> _Exercise goal_: Extract each line holding the word "speckled" from the entries.

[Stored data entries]
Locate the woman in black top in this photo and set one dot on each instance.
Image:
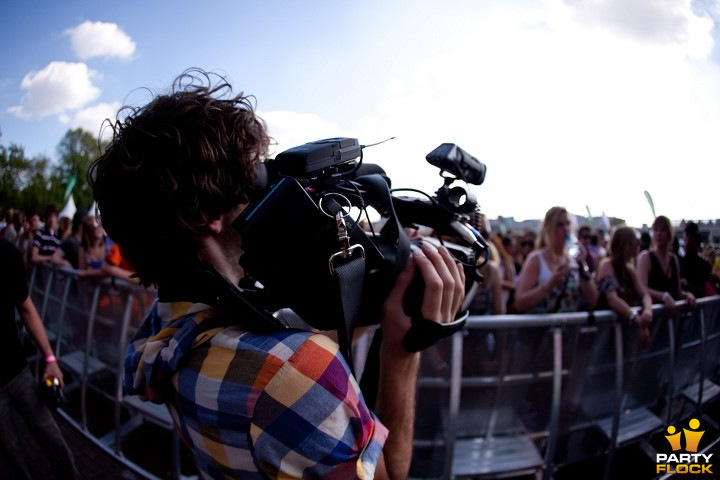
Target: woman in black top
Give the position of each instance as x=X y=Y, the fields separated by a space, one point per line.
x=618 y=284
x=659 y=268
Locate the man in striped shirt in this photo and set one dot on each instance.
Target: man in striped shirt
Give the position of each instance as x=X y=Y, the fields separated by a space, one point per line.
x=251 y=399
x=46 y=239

...

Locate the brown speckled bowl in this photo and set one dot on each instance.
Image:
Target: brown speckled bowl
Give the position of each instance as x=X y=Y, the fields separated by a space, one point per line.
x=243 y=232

==

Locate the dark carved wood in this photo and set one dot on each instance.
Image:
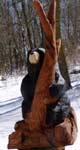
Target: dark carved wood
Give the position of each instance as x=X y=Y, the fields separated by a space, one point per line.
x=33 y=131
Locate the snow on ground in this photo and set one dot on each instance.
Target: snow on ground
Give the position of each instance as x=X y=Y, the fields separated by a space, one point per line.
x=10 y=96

> _Final answer_:
Locate the brown speckled bowl in this photo and set one dot on each instance.
Target: brown speckled bowl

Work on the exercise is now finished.